'''

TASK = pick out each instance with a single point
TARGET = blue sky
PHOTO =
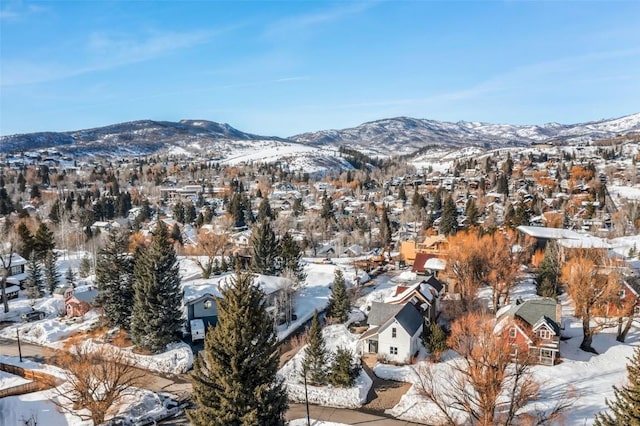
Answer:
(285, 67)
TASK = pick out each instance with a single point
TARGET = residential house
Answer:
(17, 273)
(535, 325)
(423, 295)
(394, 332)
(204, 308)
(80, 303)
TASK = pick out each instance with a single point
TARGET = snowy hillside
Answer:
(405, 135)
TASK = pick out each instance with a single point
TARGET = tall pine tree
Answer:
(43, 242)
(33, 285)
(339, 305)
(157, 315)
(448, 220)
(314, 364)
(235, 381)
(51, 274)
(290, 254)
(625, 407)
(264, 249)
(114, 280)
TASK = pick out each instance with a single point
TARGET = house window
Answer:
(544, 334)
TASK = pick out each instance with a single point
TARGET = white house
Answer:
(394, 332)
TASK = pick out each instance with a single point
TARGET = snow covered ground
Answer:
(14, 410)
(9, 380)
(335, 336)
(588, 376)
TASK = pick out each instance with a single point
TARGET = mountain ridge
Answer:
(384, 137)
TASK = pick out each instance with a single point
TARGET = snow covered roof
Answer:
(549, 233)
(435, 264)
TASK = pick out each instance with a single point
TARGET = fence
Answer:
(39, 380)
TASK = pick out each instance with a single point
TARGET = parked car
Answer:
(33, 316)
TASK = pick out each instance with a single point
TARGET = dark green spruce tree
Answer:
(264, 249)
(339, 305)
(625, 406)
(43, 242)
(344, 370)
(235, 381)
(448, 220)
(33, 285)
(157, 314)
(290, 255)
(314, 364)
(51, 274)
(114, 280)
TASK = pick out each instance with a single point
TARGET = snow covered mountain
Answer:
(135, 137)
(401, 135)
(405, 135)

'''
'''

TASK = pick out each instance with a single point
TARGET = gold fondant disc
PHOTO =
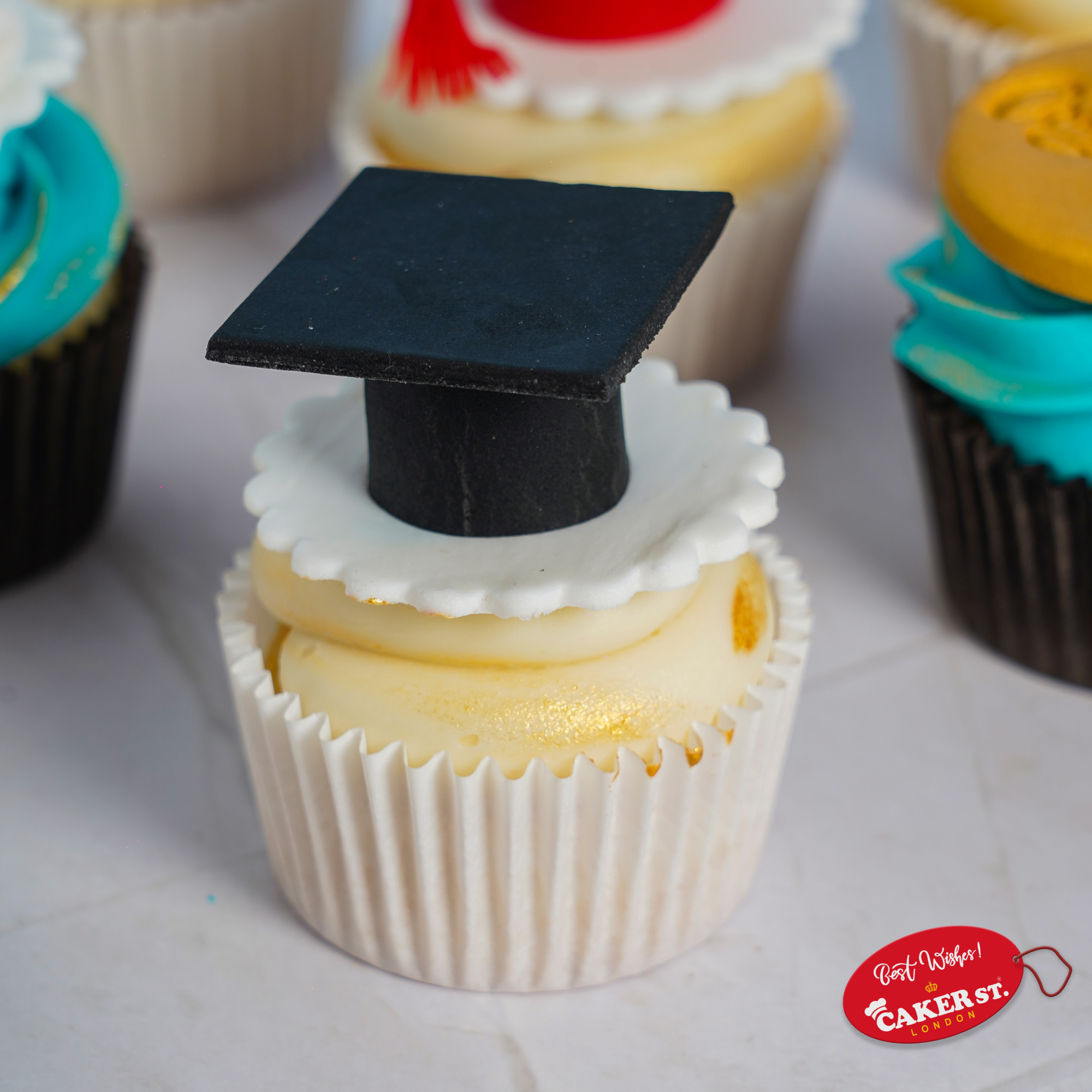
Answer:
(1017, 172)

'''

• EXERCISE: Report each line of the data above that contains the string "tree", treating uppercase and lowercase letters as distinct.

• EXPECTED OUTPUT:
TARGET = tall pine tree
TARGET = dark green spruce tree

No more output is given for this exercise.